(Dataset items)
# # #

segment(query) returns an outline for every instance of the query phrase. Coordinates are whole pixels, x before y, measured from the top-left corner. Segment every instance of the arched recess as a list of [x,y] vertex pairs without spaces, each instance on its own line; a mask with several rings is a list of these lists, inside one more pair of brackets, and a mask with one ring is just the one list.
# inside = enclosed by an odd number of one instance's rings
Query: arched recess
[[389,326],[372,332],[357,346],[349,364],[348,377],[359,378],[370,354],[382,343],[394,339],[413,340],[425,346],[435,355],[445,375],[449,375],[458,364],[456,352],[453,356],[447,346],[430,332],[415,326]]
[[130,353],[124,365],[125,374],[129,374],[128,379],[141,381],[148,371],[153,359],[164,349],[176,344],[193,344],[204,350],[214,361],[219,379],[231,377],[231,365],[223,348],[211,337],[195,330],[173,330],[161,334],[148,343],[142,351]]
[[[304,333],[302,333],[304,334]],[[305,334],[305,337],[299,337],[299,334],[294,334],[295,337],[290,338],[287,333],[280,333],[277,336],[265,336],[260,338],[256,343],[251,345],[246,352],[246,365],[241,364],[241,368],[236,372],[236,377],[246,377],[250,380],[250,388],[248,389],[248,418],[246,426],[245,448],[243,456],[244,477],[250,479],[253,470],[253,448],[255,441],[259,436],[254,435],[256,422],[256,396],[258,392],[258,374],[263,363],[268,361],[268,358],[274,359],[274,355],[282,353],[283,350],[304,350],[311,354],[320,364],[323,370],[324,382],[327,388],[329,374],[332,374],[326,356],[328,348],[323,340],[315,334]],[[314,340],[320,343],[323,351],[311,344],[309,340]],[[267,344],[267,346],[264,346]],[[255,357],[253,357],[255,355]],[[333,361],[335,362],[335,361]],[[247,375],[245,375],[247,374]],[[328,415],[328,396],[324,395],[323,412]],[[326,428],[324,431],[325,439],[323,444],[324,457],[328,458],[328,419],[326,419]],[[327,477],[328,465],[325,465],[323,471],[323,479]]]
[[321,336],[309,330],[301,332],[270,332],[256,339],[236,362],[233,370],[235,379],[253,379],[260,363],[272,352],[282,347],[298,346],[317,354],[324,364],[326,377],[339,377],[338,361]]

# # #

__Task directions__.
Would you return all of the data exactly as it stands above?

__Answer__.
segment(query) returns an outline for every instance of the query phrase. Coordinates are whole pixels, x before y, measured from the top-left corner. Segment every instance of the arched recess as a list of [x,y] vertex pairs without spaces, each instance on its own line; a mask with several rings is a list of these lists, inside one more pair of brackets, and a mask with one ring is just the one list.
# inside = enclosed by an odd number of one instance's rings
Query: arched recess
[[389,326],[372,332],[357,346],[349,364],[348,377],[359,378],[370,354],[382,343],[394,339],[413,340],[425,346],[435,355],[445,375],[449,375],[458,364],[456,352],[453,356],[447,346],[430,332],[415,326]]
[[130,353],[124,365],[125,374],[129,374],[128,379],[141,381],[148,371],[153,359],[164,349],[176,344],[193,344],[204,350],[214,361],[219,379],[231,377],[231,365],[223,348],[211,337],[195,330],[173,330],[161,334],[148,343],[142,351]]
[[[304,333],[302,333],[304,334]],[[305,334],[305,337],[299,337],[299,334],[294,334],[295,337],[290,338],[287,333],[280,333],[277,336],[265,336],[260,338],[256,343],[251,345],[246,352],[246,365],[241,364],[241,368],[236,372],[236,377],[246,377],[250,380],[250,388],[248,389],[248,418],[246,426],[245,448],[243,456],[244,477],[250,479],[253,470],[253,448],[255,441],[259,436],[254,435],[256,422],[256,396],[258,392],[258,374],[263,363],[268,361],[268,358],[274,359],[274,355],[282,353],[283,350],[304,350],[311,354],[320,364],[323,370],[324,382],[327,388],[329,374],[332,374],[326,356],[328,348],[323,340],[315,334]],[[314,340],[320,343],[323,351],[311,344],[309,340]],[[267,344],[267,346],[264,346]],[[255,357],[253,357],[255,355]],[[333,361],[335,362],[335,361]],[[247,375],[245,375],[247,374]],[[328,415],[328,396],[324,395],[323,412]],[[326,428],[324,431],[325,439],[323,444],[324,457],[328,458],[328,419],[326,419]],[[327,477],[328,465],[325,465],[323,471],[323,479]]]
[[321,336],[309,330],[301,332],[270,332],[256,339],[236,362],[233,370],[235,379],[253,379],[260,363],[272,352],[282,347],[298,346],[317,354],[324,364],[326,377],[339,377],[338,361]]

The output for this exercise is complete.